Problem requirements.
Filter the entries for lines with the word "photo".

Data shown.
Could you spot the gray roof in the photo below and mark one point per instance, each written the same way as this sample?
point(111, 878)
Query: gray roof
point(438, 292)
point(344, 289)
...
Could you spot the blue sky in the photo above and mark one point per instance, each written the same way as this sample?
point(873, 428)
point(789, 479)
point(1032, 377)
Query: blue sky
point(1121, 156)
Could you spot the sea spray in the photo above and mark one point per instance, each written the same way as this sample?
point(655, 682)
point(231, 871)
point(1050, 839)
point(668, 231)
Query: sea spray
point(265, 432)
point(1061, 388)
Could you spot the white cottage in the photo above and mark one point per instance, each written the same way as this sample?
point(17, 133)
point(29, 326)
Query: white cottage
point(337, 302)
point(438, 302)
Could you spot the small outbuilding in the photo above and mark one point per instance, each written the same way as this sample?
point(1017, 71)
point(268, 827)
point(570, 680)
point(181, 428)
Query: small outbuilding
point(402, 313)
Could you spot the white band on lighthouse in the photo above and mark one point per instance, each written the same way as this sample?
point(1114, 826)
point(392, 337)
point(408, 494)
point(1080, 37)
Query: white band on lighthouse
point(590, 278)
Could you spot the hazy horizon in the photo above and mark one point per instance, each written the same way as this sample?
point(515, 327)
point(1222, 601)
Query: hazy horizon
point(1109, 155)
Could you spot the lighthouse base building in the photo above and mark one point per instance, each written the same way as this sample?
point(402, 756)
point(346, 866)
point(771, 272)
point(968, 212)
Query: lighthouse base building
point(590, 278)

Reply to the exercise.
Could you spot the gray roof in the photo below and mark one point per instance, each written the same way as this sample?
Could you spot the blue sky in the photo above and mark one point per instance, each written the same way as this sample?
Could you spot the sea spray in the photo above and mark one point per instance, each written the same way as this sample?
Could you spot the white cottage in the photo above and mark one point per instance, each written the same way as this sample?
Could you spot the small outbuilding in the photo above and mark one point per instance, each written the same way as this sample?
Could you spot the white band on lighthouse in the photo above and mark one point per instance, each written the same way as this sample?
Could you spot the hazy horizon in the photo above and mark one point per instance, each written the same way as this sample?
Could you spot the lighthouse base building in the photo above and mark one point per instance, each written the same way as this sample?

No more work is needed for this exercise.